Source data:
=-=-=-=-=

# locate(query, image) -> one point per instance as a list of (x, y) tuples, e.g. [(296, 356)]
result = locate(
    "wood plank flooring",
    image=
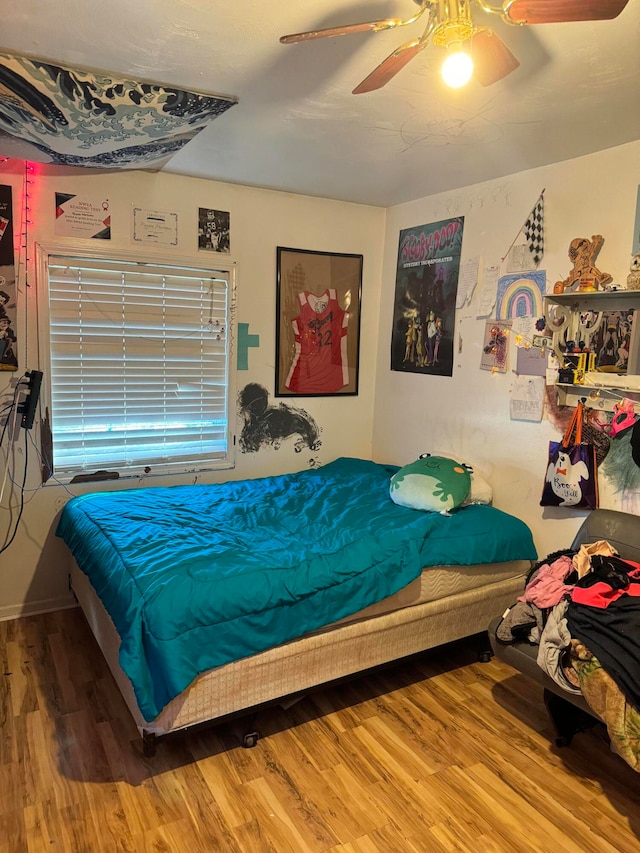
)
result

=-=-=-=-=

* _ACTIVITY_:
Transcribe all of the data above verbatim but omit every picture.

* _EXERCISE OUTPUT_:
# locate(query, image) -> one point per instance as a list of (x, y) tuples, e.g. [(296, 356)]
result = locate(
    "wood plank flooring",
    image=
)
result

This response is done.